BEGIN Exercise data
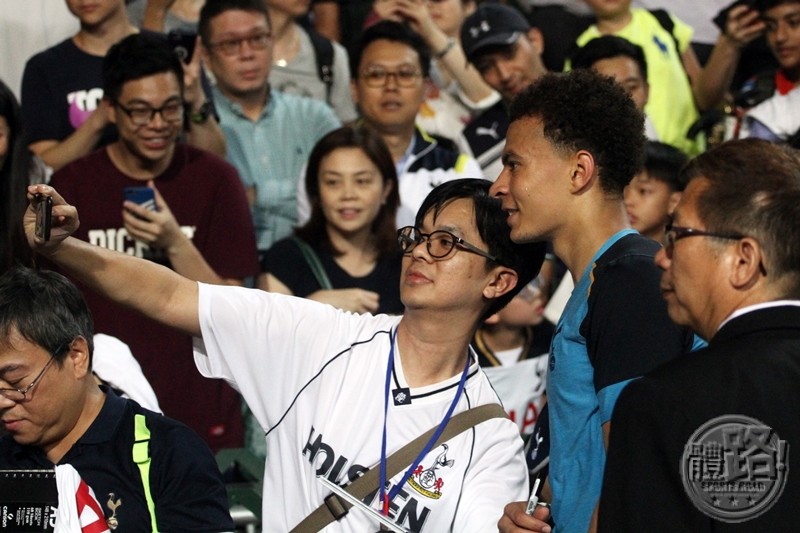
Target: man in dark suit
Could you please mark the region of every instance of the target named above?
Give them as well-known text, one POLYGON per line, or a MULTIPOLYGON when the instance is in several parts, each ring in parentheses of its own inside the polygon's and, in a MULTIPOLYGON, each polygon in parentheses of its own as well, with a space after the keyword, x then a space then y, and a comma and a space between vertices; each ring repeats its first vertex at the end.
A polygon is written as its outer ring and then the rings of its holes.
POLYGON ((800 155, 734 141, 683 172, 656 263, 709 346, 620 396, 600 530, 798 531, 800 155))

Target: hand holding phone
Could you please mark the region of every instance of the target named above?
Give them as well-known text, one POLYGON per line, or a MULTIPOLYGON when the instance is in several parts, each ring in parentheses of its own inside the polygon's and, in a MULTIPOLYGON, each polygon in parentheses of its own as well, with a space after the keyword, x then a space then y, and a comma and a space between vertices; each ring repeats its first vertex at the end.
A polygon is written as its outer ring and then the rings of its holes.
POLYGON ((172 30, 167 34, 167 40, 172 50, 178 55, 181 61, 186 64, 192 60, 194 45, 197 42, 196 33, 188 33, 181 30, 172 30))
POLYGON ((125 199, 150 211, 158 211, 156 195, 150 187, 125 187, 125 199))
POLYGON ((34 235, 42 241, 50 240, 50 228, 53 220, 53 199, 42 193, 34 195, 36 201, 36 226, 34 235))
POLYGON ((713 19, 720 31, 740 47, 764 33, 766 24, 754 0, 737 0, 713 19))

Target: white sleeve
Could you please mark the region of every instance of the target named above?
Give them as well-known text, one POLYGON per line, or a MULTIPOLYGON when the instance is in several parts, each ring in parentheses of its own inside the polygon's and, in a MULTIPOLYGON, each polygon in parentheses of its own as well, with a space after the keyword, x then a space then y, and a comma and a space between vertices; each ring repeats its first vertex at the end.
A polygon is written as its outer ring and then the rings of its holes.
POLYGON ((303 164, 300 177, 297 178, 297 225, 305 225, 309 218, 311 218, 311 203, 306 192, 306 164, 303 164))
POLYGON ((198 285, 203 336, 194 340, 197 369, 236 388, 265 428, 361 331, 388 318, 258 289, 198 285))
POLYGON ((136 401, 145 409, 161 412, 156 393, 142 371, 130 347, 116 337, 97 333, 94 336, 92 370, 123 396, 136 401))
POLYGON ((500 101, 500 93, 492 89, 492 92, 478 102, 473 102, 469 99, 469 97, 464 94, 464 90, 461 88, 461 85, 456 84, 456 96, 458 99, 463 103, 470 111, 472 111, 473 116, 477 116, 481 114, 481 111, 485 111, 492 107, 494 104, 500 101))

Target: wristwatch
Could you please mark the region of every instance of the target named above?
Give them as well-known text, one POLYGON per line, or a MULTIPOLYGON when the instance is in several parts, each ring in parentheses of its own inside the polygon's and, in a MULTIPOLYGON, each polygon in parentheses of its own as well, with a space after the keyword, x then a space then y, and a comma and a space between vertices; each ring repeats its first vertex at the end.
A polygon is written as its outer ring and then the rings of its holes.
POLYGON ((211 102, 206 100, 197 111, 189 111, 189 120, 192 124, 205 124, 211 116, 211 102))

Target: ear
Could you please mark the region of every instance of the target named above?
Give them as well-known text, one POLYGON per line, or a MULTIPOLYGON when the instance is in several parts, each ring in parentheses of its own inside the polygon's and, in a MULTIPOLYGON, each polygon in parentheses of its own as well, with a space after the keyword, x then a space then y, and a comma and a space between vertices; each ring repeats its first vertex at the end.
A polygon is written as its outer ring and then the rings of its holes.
END Exercise data
### What you will do
Transcribe the records above exactly, without images.

### Written reply
Target: man in dark suit
Could you please mark the region of every instance of the target named above?
Give them as well-known text, one POLYGON per line, or a MULTIPOLYGON when the instance is in several parts, each ring in parentheses of its own inside the polygon's and, in a MULTIPOLYGON, each polygon in parentheses of its own as well, with a space after the keyword, x then a space then y, and a comma and a space between vertices; each ring repeats its first vertex at the end.
A polygon is written as its outer ring and then the rings of its holes.
POLYGON ((800 155, 734 141, 683 172, 656 263, 709 346, 620 396, 600 530, 798 531, 800 155))

Target: hand holding phone
Could you please mark the region of every instance of the target named above?
Give them as well-known text, one POLYGON per line, or a MULTIPOLYGON when the instance is in several parts, each ring in parentheses of its own inside the polygon's and, in a MULTIPOLYGON, each polygon in parentheses of its own as well, with a space after the keyword, x then a space then y, and a comma and a space between vertices; each ring repeats its first vertex at the end.
A polygon is written as its outer ring and then the rings of its holes.
POLYGON ((172 30, 167 34, 167 40, 172 50, 178 55, 181 61, 186 64, 192 60, 194 45, 197 42, 196 33, 188 33, 181 30, 172 30))
POLYGON ((125 199, 150 211, 158 211, 156 195, 150 187, 125 187, 125 199))
POLYGON ((34 235, 42 241, 50 240, 50 228, 53 220, 53 199, 42 193, 34 195, 36 201, 36 226, 34 235))
POLYGON ((713 19, 720 31, 740 47, 764 33, 766 24, 754 0, 737 0, 713 19))

Target: white sleeve
Could you please mark the region of every instance of the target named above?
Give them as well-known text, one POLYGON per line, or a MULTIPOLYGON when the instance is in several parts, each ring in parentheses of its own inside the polygon's and, in a MULTIPOLYGON, each polygon in parentheses of its own as well, with a space after the keyword, x then a space then y, and a comma and a space between vertices; each ring repeats its first vertex at the end.
A polygon is written as its outer ring and then the rings of its holes.
POLYGON ((303 164, 300 177, 297 178, 297 225, 305 225, 309 218, 311 218, 311 203, 306 192, 306 164, 303 164))
POLYGON ((198 285, 203 336, 194 340, 197 369, 236 388, 265 428, 361 331, 388 318, 258 289, 198 285))
POLYGON ((136 401, 145 409, 161 412, 156 393, 142 371, 130 347, 116 337, 97 333, 94 336, 92 370, 123 396, 136 401))
POLYGON ((500 101, 500 93, 492 89, 492 92, 478 102, 473 102, 469 99, 469 97, 464 94, 464 90, 461 88, 461 85, 456 84, 456 96, 458 99, 463 103, 470 111, 472 111, 473 116, 477 116, 481 114, 481 111, 485 111, 492 107, 494 104, 500 101))

Target: wristwatch
Could you please mark the region of every instance of the target named above?
Give them as well-known text, one POLYGON per line, or a MULTIPOLYGON when the instance is in several parts, each ring in parentheses of its own inside the polygon's and, in a MULTIPOLYGON, each polygon in parentheses of its own as well, with a space after the keyword, x then a space then y, and a comma and a space between vertices; each ring repeats its first vertex at the end.
A polygon is written as its outer ring and then the rings of its holes.
POLYGON ((211 102, 206 100, 197 111, 189 111, 189 120, 192 124, 205 124, 211 116, 211 102))

Target: ear
Could you please mark the region of every instance of the target named above?
Give them as well-known text, one POLYGON per line, or a MULTIPOLYGON when the instance is in several parts, each ring in parentheses of its own inside the polygon's and, in a MULTIPOLYGON, each polygon in parentheses of its own as well, with a space after the keyword, x then a space then y, and a comma and a space between vertices; each ring repeats its first vertex at the end.
A polygon is written as its outer ring and then the rings of its holes.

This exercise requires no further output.